> _STATED TASK_
Pull out every line of the data below that contains the string "pixels", treating case as significant.

> _RAW DATA_
###

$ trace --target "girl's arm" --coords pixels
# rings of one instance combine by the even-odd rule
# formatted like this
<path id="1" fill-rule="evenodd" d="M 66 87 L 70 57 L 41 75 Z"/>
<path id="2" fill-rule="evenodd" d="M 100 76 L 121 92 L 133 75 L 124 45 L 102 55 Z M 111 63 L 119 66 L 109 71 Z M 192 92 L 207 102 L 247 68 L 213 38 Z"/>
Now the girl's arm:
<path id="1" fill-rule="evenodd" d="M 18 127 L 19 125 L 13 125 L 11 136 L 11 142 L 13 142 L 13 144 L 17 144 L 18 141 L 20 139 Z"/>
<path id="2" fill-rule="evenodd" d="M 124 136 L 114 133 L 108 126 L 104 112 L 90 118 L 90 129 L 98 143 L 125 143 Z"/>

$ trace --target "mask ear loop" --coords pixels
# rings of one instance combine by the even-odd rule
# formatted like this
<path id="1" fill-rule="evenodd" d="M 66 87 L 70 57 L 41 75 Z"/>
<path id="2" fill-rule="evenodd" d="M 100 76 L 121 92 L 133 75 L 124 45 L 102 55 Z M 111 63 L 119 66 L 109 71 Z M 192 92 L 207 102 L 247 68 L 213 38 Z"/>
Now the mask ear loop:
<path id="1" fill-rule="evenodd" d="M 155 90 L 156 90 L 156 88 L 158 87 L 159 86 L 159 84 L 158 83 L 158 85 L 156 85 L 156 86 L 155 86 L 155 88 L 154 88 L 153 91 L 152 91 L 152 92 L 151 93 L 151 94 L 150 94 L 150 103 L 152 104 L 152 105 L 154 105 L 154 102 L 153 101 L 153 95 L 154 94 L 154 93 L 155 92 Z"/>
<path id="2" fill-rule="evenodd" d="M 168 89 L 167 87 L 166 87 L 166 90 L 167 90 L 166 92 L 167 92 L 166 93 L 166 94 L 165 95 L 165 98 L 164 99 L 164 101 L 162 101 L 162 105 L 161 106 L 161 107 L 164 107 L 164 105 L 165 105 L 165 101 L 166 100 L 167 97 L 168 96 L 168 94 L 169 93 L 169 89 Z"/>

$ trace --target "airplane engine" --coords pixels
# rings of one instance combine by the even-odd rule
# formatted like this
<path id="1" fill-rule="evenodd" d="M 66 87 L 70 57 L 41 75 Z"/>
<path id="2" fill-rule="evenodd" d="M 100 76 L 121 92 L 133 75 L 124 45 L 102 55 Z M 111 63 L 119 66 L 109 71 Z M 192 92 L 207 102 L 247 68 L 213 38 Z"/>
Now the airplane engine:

###

> _OUTPUT BELOW_
$ trace --target "girl's arm" --coords pixels
$ trace --target "mask ear loop" --coords pixels
$ trace --target "airplane engine" --coords pixels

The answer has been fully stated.